→ Input rows
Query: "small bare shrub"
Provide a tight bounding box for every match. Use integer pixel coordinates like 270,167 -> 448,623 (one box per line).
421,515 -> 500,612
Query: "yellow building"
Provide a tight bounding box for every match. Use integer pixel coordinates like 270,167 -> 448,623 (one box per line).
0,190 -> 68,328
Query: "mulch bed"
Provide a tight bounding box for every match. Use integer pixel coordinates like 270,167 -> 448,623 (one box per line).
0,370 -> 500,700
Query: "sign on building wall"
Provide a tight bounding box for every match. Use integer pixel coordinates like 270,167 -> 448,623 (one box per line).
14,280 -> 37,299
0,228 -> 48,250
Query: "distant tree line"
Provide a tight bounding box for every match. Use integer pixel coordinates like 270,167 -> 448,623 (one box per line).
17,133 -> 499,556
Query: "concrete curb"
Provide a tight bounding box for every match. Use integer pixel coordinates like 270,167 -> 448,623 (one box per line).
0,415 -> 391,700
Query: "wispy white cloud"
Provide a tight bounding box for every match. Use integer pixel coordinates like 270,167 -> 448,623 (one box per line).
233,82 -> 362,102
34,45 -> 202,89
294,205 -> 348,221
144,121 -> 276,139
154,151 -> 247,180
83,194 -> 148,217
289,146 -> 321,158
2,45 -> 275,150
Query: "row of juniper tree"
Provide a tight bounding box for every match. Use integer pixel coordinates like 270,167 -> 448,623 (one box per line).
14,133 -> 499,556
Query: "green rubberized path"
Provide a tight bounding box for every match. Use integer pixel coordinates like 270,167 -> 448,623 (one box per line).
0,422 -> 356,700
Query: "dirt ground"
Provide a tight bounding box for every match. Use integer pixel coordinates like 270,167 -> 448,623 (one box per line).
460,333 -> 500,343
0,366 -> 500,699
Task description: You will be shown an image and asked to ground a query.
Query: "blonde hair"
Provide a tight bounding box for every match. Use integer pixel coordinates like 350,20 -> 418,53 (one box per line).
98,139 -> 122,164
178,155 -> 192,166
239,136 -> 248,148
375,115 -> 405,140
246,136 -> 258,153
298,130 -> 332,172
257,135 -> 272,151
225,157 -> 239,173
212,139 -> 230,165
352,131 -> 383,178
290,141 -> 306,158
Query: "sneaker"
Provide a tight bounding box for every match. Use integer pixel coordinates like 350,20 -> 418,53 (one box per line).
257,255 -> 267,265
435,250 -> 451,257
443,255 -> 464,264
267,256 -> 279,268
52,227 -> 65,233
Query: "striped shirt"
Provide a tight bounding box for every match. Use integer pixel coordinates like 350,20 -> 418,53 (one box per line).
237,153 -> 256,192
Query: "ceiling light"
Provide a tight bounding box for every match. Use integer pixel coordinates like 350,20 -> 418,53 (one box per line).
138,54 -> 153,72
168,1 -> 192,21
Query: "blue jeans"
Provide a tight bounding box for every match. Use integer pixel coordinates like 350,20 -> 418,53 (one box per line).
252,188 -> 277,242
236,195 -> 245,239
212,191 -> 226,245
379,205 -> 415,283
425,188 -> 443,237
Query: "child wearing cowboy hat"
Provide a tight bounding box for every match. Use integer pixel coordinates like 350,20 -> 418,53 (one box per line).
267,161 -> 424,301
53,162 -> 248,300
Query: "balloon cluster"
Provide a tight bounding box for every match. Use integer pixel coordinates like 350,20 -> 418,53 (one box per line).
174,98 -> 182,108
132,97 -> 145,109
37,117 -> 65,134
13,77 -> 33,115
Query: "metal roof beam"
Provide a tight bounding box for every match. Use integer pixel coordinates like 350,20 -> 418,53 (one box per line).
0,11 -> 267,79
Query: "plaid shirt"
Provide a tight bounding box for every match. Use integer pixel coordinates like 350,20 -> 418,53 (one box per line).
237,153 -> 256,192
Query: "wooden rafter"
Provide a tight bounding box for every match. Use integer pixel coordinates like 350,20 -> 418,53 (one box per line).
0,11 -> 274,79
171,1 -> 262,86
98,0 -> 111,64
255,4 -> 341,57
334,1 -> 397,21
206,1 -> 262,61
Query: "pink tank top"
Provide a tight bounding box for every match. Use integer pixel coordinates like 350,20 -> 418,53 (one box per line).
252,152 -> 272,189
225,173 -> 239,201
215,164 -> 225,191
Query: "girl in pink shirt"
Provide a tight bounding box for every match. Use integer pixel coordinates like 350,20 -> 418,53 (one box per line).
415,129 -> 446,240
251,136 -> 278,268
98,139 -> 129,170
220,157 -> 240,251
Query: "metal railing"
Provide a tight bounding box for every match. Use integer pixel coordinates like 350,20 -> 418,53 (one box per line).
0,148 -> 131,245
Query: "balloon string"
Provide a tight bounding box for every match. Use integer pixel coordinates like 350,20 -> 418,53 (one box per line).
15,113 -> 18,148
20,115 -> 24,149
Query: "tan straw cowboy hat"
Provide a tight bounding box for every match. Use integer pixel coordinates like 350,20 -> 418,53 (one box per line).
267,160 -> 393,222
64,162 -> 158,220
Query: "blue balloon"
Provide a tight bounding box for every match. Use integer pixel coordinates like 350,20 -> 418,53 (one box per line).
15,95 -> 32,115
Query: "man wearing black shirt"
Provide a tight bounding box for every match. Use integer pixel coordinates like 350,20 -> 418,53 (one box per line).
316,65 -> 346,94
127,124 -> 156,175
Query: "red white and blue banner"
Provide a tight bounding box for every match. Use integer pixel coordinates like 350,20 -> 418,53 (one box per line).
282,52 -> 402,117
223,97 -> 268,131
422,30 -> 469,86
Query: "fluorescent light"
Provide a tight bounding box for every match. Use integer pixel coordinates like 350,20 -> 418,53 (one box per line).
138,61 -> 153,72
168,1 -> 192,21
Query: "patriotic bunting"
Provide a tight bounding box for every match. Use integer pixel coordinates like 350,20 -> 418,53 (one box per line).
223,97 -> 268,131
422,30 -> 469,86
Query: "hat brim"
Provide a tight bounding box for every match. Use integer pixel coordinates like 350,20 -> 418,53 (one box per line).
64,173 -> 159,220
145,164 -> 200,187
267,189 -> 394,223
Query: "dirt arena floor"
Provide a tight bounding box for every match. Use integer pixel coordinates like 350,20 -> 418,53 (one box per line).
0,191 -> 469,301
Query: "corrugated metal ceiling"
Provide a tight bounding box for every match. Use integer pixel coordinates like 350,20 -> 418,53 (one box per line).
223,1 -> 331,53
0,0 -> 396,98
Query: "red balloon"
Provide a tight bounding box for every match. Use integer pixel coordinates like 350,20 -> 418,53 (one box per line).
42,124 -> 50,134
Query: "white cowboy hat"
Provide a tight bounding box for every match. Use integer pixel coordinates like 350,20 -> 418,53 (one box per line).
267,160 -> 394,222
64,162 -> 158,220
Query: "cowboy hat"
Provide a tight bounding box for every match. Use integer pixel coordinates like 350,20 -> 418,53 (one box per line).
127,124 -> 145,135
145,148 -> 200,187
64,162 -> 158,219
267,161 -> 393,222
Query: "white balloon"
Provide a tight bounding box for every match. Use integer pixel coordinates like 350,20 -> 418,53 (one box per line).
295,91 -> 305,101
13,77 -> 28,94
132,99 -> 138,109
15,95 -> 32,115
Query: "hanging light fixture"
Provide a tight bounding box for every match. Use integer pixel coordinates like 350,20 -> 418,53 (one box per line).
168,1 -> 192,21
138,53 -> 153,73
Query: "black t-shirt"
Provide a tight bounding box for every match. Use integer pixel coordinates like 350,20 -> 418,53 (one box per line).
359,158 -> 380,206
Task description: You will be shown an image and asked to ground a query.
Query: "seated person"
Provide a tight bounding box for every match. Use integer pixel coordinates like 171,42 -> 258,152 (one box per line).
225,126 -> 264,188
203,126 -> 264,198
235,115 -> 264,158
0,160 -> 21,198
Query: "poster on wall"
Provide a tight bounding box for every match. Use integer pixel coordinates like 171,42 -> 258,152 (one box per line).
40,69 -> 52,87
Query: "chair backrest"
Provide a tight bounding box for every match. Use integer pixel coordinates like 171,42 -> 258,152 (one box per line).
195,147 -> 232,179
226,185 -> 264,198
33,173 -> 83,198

→ Objective
Pull out every line of the records that contains the string "pink", copying each one in full. Matching is case-sensitive.

→ Exercise solution
Query: "pink tank top"
Query: "girl in pink shirt"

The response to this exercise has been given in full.